- [Goal of the exercise]
Gather every line in the records below that contains the word "wall". Case counts, so uppercase and lowercase letters must match.
-*-*-
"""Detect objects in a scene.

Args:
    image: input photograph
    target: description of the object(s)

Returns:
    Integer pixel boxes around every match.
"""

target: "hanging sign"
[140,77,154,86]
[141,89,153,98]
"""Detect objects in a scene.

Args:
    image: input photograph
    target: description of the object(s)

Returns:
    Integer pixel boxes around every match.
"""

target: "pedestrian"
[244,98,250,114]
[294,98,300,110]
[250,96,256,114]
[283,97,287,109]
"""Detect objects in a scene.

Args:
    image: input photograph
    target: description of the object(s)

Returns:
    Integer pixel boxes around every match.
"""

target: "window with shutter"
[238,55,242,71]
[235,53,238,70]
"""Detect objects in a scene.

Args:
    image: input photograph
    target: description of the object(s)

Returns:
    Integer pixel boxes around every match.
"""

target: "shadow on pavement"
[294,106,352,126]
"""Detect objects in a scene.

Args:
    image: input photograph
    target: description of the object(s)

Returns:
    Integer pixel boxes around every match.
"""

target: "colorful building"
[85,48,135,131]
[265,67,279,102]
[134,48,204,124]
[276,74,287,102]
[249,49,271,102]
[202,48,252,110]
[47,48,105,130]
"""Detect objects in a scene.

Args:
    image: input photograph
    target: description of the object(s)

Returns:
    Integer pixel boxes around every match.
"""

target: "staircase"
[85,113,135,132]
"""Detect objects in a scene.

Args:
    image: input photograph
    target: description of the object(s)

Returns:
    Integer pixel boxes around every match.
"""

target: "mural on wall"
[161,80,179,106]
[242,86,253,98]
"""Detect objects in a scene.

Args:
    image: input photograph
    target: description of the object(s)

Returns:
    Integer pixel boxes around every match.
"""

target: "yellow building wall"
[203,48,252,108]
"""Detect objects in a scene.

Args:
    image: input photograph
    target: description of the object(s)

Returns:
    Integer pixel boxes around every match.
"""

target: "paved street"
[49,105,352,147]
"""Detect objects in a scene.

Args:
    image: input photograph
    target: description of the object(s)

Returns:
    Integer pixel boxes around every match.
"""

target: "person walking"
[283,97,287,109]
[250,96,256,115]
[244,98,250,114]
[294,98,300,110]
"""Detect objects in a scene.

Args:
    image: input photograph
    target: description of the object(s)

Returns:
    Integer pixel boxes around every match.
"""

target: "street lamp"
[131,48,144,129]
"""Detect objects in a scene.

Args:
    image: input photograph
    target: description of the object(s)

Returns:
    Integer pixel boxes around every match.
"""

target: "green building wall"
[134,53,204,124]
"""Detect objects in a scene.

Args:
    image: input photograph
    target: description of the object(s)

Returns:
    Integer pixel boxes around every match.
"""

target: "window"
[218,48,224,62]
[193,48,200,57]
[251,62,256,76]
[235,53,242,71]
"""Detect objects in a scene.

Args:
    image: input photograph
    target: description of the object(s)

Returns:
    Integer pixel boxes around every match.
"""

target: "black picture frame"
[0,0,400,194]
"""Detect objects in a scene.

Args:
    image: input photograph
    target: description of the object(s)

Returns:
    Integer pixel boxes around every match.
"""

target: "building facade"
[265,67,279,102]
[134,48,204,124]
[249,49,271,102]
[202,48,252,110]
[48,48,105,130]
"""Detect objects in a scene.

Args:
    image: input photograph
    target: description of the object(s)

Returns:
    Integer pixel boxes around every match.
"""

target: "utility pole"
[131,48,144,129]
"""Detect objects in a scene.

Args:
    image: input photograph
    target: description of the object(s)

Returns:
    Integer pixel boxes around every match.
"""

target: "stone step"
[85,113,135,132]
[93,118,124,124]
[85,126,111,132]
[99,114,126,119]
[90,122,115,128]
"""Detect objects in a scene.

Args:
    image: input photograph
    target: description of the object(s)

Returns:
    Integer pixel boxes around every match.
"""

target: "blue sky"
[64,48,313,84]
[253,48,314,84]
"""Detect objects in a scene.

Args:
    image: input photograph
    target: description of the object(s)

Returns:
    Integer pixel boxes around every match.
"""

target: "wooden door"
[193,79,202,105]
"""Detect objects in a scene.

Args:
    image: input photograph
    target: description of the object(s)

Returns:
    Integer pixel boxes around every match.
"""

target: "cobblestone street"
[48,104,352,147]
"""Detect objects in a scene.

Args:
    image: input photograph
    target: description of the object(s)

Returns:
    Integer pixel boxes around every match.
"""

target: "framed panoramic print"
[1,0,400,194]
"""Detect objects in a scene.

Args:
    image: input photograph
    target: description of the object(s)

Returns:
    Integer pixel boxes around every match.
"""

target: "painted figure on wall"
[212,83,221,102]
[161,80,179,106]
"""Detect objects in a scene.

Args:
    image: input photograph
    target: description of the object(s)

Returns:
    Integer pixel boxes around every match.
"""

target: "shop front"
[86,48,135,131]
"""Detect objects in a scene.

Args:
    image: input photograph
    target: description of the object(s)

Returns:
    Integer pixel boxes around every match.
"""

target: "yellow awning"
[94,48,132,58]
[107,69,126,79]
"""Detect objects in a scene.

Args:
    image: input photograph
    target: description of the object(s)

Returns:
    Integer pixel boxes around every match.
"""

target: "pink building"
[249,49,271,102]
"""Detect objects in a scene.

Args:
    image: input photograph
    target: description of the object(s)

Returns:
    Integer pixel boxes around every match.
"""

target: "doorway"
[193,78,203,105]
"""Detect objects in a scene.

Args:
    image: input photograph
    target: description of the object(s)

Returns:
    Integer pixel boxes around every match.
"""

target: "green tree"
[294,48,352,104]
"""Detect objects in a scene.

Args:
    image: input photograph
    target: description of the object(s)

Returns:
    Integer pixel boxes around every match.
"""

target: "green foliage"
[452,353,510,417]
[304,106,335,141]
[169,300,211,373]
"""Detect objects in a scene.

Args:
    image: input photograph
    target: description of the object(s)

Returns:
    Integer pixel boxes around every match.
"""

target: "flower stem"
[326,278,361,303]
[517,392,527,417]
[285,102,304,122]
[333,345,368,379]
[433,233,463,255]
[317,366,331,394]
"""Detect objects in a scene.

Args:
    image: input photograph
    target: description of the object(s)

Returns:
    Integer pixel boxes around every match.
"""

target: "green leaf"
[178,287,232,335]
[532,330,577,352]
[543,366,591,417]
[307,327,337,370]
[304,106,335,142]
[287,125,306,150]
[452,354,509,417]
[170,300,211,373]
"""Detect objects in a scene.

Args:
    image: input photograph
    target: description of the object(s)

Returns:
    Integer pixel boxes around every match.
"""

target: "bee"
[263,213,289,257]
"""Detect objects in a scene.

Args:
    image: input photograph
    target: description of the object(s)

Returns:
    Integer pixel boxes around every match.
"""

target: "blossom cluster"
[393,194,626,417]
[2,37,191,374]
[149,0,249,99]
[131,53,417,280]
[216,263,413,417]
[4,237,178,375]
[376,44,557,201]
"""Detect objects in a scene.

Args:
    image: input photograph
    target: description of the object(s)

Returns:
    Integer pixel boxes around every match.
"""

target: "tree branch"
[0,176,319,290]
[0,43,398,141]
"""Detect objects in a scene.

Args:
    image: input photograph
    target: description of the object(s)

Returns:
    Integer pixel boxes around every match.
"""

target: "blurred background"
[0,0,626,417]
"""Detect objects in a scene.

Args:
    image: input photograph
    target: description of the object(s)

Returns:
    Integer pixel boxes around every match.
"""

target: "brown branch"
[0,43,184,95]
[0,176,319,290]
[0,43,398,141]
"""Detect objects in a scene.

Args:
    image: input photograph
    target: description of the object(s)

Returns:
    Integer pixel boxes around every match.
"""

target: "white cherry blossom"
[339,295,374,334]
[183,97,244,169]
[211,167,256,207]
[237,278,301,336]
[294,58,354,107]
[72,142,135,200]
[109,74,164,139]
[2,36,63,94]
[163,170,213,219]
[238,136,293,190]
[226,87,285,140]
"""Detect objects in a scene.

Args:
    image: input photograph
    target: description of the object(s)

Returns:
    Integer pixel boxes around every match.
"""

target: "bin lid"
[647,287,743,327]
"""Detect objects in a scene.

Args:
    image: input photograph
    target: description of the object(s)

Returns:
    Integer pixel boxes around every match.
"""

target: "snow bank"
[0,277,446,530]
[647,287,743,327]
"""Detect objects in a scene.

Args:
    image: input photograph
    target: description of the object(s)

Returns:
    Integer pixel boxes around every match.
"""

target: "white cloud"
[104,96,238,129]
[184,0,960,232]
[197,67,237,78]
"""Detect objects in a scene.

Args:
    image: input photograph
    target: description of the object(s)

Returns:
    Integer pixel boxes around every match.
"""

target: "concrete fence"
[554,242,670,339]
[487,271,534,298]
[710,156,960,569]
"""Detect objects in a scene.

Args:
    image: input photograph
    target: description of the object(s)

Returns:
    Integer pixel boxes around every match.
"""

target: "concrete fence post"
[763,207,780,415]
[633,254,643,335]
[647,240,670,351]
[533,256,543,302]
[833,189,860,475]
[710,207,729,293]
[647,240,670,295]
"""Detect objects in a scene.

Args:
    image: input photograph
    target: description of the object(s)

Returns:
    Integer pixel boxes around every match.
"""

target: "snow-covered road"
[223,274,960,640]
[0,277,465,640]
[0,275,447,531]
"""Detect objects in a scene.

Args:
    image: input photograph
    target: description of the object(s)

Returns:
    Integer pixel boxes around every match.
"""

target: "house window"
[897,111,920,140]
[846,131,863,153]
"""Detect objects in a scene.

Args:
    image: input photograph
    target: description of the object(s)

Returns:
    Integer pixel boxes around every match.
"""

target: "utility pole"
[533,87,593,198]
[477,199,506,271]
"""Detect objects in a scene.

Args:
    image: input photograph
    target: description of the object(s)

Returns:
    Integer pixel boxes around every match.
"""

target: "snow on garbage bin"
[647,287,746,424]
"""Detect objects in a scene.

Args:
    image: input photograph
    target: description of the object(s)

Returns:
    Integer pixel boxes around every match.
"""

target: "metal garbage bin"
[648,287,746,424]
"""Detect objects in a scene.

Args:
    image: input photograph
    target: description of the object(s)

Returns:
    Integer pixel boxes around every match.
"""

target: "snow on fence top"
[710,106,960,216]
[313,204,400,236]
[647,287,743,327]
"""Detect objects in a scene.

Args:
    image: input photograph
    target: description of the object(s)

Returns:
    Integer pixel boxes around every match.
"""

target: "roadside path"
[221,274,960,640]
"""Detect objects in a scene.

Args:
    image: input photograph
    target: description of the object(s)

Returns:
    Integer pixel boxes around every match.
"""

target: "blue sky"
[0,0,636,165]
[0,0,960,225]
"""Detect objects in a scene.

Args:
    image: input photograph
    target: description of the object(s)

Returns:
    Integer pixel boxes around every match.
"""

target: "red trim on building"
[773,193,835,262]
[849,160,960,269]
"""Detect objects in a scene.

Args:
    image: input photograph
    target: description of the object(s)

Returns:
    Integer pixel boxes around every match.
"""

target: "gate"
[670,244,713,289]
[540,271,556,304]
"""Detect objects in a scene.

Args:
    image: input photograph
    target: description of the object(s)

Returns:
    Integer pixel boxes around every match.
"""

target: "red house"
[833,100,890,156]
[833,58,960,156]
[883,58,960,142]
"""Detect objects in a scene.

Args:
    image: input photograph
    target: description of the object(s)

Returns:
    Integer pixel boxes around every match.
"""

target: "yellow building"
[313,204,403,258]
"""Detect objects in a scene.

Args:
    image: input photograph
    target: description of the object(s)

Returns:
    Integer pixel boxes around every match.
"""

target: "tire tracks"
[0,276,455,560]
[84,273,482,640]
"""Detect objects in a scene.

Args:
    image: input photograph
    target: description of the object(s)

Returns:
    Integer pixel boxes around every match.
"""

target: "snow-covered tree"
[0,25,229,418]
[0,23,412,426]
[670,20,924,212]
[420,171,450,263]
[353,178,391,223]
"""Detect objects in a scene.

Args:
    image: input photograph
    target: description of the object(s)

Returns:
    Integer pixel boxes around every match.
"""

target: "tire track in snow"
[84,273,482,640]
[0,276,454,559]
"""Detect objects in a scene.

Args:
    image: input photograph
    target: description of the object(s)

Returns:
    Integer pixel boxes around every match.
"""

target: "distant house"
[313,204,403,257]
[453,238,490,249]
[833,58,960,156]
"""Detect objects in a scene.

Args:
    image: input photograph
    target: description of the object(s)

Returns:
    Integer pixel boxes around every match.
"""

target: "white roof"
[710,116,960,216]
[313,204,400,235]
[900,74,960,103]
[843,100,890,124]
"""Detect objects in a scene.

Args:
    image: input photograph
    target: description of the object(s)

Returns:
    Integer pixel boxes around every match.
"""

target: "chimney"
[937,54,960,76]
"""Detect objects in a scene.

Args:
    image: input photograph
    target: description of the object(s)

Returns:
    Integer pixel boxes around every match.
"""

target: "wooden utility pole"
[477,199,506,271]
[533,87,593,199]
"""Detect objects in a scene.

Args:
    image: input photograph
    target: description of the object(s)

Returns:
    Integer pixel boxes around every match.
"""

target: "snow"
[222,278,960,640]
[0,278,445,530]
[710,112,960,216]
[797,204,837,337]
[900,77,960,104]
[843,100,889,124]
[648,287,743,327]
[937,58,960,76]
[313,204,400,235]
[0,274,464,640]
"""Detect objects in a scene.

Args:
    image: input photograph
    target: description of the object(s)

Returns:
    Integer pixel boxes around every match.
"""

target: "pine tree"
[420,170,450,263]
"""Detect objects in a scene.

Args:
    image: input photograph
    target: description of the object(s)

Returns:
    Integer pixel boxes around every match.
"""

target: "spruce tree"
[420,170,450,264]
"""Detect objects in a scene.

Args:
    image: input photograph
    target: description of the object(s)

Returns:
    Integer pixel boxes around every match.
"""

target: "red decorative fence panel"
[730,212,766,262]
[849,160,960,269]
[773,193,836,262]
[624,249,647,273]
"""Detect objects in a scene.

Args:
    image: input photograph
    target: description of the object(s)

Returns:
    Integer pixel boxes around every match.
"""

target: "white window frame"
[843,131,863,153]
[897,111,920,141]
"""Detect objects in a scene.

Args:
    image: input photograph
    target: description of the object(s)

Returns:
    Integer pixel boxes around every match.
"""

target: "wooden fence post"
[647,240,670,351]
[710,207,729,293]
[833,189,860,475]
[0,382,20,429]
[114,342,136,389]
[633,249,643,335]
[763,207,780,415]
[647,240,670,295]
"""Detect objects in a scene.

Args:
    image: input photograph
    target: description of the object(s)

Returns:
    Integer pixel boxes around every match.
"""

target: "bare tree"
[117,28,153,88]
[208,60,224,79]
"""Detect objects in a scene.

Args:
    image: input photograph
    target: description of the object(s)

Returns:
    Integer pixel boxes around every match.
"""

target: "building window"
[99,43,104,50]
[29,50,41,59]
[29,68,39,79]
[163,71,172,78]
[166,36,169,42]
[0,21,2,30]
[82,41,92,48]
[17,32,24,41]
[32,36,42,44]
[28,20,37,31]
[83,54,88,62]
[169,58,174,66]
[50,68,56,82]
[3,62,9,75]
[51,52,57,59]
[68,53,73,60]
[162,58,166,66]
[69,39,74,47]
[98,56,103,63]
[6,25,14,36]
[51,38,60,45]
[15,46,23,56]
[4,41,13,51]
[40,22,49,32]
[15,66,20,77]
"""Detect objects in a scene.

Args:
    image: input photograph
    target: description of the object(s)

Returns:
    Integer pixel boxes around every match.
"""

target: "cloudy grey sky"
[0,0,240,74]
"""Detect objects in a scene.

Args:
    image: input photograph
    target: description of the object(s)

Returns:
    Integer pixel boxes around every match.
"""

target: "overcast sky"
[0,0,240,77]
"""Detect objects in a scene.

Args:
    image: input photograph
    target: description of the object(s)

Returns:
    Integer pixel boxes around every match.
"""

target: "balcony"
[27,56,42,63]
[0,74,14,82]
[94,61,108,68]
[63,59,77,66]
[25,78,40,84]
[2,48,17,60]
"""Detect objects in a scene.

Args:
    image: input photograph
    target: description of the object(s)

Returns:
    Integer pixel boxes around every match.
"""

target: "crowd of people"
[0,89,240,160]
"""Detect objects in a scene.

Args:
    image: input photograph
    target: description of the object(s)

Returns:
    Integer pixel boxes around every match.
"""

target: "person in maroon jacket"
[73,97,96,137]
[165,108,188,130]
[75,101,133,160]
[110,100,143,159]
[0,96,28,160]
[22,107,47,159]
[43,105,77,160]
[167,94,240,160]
-*-*-
- [Completed task]
target: "mural on wall"
target: "yellow building wall"
target: "green building wall"
target: "painted figure on wall"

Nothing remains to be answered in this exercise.